Extract ::

╔══

Observe the following code:
const char *str1 = "foo";
printf("1.1: %s\n", str1);
str1 = "bar";
printf("1.2: %s\n\n", str1);
const char *str2[] = { "foo", "bar" };
printf("2.1: %s\n", str2[0]);
str2[0] = "baz";
printf("2.2: %s\n\n", str2[0]);
char *str3 = malloc(4);
strcpy(str3, "foo");
const char *str4[] = { str3, "bar" };
printf("3.1: %s -- %s\n", str4[0], str4[1]);
//str4[0][0] = 'z';
str4[0] = "bar";
str4[1] = "baz";
printf("3.2: %s -- %s\n", str4[0], str4[1]);
free(str3);
Wrapping it in a standard main function and compiling with gcc -Wall -Wextra -o test test.c, this gives no warnings and the output is:
1.1: foo
1.2: bar
2.1: foo
2.2: baz
3.1: foo -- bar
3.2: bar -- baz
When uncommenting the only commented line, gcc complains error: assignment of read-only location ‘*str4[0]’. Of course this is expected, I only added that bit for completeness.
By my understanding all the other assignments are valid because I'm not modifying the already existing read-only memory, I'm replacing it in its entirety with another memory block (which is then also marked read-only). But is this legal throughout all C compilers, or is it still implementation-dependent and therefore can it result in undefined behaviour? It's a little hard to find good information on this because it always seems to be about modifying the existing memory through pointer magic or casting the const away.

╚══

The tasks ::
1. Can you copy the part of the C pointer question starting at "By my understanding" and ending at "the const away." word for word?
2. What comes next in the C const pointer question after its last sentence? Write the continuation.
The records that follow are taken from a different source.

Data excerpts ::
╔══

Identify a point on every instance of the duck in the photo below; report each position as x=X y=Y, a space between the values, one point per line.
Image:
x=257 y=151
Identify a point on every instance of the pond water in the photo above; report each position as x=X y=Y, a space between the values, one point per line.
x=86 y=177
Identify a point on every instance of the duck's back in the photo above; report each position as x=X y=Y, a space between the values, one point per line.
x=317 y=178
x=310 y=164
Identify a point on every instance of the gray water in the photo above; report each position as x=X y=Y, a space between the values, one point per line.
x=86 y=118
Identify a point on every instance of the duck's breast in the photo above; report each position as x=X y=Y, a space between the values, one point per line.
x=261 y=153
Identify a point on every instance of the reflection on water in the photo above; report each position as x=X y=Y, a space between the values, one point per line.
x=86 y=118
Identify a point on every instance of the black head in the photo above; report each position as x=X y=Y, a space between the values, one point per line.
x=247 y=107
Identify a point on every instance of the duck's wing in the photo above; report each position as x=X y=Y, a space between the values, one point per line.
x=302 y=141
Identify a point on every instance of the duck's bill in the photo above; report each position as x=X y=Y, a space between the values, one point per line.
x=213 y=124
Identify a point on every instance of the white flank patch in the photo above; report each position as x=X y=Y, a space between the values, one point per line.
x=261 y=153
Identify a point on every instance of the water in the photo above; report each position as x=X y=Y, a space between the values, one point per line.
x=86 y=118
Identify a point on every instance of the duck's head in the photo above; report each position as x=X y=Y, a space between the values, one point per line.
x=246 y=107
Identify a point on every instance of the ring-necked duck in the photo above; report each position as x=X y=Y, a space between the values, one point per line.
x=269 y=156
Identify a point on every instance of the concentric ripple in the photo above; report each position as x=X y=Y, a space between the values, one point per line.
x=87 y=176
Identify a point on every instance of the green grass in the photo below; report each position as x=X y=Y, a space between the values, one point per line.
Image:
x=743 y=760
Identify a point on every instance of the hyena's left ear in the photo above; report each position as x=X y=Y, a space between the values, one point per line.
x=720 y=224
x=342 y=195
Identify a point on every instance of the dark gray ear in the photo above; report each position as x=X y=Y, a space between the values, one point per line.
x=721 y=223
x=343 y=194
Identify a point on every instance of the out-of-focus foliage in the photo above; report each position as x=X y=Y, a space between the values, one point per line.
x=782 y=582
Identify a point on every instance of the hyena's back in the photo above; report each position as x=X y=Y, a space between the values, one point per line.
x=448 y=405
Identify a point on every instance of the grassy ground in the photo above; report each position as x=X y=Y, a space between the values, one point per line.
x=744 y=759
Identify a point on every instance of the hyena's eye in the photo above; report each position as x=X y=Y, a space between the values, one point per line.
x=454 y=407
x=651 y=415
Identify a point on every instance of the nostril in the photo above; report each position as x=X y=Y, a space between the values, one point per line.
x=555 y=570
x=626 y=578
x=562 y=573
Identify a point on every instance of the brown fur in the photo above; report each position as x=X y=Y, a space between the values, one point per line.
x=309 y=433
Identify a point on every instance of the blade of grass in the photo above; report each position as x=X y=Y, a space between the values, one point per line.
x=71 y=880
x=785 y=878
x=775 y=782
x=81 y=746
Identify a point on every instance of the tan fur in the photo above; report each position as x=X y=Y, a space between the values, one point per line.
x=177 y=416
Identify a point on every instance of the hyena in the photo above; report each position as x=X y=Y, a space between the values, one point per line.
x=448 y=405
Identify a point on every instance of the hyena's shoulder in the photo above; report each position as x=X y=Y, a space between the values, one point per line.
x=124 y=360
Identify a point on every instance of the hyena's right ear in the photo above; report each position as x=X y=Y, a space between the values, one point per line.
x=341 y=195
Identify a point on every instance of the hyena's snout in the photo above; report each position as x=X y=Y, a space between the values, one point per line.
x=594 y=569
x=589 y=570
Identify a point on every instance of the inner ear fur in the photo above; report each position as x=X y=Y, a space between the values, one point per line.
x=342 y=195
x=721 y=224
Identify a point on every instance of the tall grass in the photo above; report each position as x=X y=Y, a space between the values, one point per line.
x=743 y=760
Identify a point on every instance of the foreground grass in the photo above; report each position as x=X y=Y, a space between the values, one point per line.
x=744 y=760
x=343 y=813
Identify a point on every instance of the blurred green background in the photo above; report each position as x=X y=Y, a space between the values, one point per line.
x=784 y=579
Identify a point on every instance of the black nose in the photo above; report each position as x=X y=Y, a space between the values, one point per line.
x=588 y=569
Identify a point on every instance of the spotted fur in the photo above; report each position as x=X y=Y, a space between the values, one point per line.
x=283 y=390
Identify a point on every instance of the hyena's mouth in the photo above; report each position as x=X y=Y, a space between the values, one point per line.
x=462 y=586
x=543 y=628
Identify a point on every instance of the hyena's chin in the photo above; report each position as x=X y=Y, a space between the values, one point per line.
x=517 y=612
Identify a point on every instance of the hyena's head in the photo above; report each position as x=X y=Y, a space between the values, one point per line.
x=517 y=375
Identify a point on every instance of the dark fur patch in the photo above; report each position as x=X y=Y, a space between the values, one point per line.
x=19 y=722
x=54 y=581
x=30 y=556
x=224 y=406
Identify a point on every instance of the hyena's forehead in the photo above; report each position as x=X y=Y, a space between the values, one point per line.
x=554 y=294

╚══

Written answers ::
1.
By my understanding all the other assignments are valid because I'm not modifying the already existing read-only memory, I'm replacing it in its entirety with another memory block (which is then also marked read-only). But is this legal throughout all C compilers, or is it still implementation-dependent and therefore can it result in undefined behaviour? It's a little hard to find good information on this because it always seems to be about modifying the existing memory through pointer magic or casting the const away.

2.
In this declaration
const char *str1 = "foo";
the pointer (variable) str1 is not constant. It is the string literal pointed to by the pointer str1 that is constant. That is the (non-constant) pointer str1 points to a constant object of the type const char.
So you may not change the literal pointed to by the pointer like for example
str1[0] = 'g';
But you may change the variable str1 itself because it is not constant
str1 = "bar";
To declare the pointer str1 as a constant pointer you should write
const char * const str1 = "foo";
In this case you may not write
str1 = "bar";
Because now the pointer str1 itself is constant.
Pay attention to though in C string literals have types of non-constant character arrays nevertheless you may not change a string literal. Any attempt to change a string literal results in undefined behavior.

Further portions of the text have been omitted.